**AIM OF THE TASK**. Can you duplicate the lines below character for character, leaving the pictures out?

Source data:

□ □ □ □ □ □ □

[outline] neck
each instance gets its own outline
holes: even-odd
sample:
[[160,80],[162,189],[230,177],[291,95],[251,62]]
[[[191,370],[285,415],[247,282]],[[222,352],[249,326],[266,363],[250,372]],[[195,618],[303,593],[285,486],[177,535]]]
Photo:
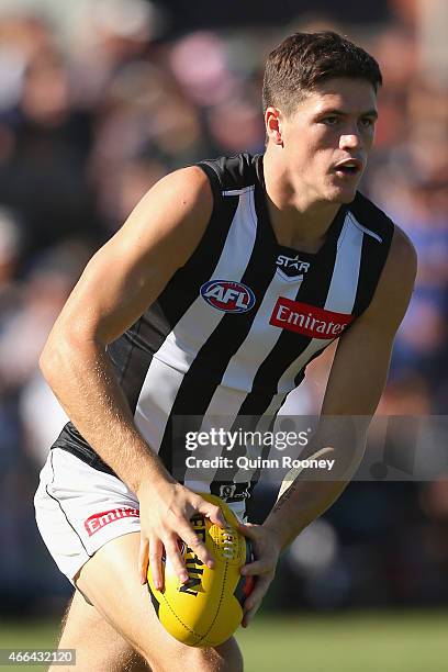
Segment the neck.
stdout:
[[316,253],[325,240],[340,203],[316,201],[288,168],[267,149],[264,173],[269,215],[280,245]]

□ □ □ □ □ □ □

**CORRECT ANSWER**.
[outline] neck
each instance gets its own outline
holes: even-odd
sample:
[[160,80],[162,189],[230,177],[291,95],[251,62]]
[[[191,370],[285,415],[247,282]],[[222,352],[249,326],[266,363],[250,372]],[[195,618],[303,593],[285,486],[177,535]]]
Photo:
Segment the neck.
stdout:
[[316,253],[325,240],[340,203],[316,201],[288,168],[267,149],[264,173],[269,215],[280,245]]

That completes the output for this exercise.